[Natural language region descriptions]
== Segment start ==
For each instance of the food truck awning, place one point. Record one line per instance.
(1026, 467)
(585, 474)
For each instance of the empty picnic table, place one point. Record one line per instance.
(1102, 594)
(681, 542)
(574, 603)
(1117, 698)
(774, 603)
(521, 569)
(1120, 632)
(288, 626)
== Segment end ==
» **EXERCISE REQUIREMENTS**
The response has to match the data exactly, line for line.

» **RESULT FOR THIS TASK**
For each instance of the food truck awning, place one point. Record one line per instance.
(1026, 467)
(585, 474)
For each instance of the empty picnic table, place one point. Record one line per instance.
(1102, 594)
(681, 542)
(574, 603)
(1117, 698)
(774, 603)
(521, 569)
(1120, 632)
(288, 626)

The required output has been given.